>> start

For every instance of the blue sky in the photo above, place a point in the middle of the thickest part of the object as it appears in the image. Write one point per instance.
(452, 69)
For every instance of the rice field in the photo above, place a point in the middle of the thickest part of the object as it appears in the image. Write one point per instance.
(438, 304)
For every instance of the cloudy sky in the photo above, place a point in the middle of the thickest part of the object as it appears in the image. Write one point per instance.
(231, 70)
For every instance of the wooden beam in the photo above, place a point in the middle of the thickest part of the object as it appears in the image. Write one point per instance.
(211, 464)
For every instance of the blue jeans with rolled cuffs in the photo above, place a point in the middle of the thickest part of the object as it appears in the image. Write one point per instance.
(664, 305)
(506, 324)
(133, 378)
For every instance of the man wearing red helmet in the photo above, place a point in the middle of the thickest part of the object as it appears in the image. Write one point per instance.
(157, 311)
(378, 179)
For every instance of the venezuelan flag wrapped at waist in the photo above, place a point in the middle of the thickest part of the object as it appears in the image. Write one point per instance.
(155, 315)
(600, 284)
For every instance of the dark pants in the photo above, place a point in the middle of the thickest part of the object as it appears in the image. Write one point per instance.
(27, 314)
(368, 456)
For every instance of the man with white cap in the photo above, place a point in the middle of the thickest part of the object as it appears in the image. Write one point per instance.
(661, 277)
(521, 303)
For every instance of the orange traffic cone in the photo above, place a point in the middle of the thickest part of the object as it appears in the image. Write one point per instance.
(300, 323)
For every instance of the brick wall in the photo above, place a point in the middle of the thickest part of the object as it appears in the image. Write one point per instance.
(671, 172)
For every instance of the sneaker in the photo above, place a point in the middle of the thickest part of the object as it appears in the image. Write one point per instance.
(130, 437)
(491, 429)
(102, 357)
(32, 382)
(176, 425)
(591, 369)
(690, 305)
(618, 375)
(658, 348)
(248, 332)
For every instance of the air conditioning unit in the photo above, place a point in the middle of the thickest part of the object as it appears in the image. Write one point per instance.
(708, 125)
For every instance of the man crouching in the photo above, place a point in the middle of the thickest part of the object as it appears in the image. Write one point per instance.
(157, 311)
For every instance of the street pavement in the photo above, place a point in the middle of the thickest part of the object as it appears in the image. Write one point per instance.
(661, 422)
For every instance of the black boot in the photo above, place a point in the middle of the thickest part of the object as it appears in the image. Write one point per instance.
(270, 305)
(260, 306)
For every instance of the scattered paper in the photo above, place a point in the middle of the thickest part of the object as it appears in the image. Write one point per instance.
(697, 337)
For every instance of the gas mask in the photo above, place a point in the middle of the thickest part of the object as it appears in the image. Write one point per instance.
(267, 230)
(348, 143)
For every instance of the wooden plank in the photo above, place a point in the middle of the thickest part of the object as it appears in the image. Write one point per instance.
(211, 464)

>> end

# [Exercise goal]
Copy exactly the line containing "For every instance of the sneaker" and every line after it, ending with the last line of the records above.

# [Worked answer]
For every instance of the sneaker in the photo above, place a point in the middle of the thickest part of the object as it appears in the image. Write one point per instance.
(130, 437)
(491, 429)
(102, 357)
(32, 382)
(176, 425)
(591, 369)
(690, 305)
(618, 375)
(658, 348)
(248, 332)
For every instance of the air conditioning unit in the photo above, place a point in the middle of the thickest part of the object as it appears in the image. Write one point per instance.
(708, 125)
For every instance of the man crouching in the photo above, place a point in the middle of the thickest part of the object as it appears in the image. Write one point per instance.
(157, 311)
For every instance of the street pavement in the photo above, place a point in the middle of the thickest part of the object as it appears in the image. Write one point per instance.
(661, 422)
For every instance of the black boot in the photo above, place a point in the middle of the thickest part of the object as it appears in the image. Write one point per instance.
(270, 305)
(260, 306)
For every instance of the scattered paper in the photo above, place a point in the middle of the thickest part of the object as it appears in the image. Write one point per instance.
(697, 337)
For every instance of the gas mask in the photo above, place a point in the middle of the thickest part of the object as it appears in the image. Write one point per instance.
(267, 230)
(348, 143)
For every instance of the wooden plank in the photo above, place a point in the middle of the thickest part of the object as it appears in the image. Write one point per instance.
(211, 464)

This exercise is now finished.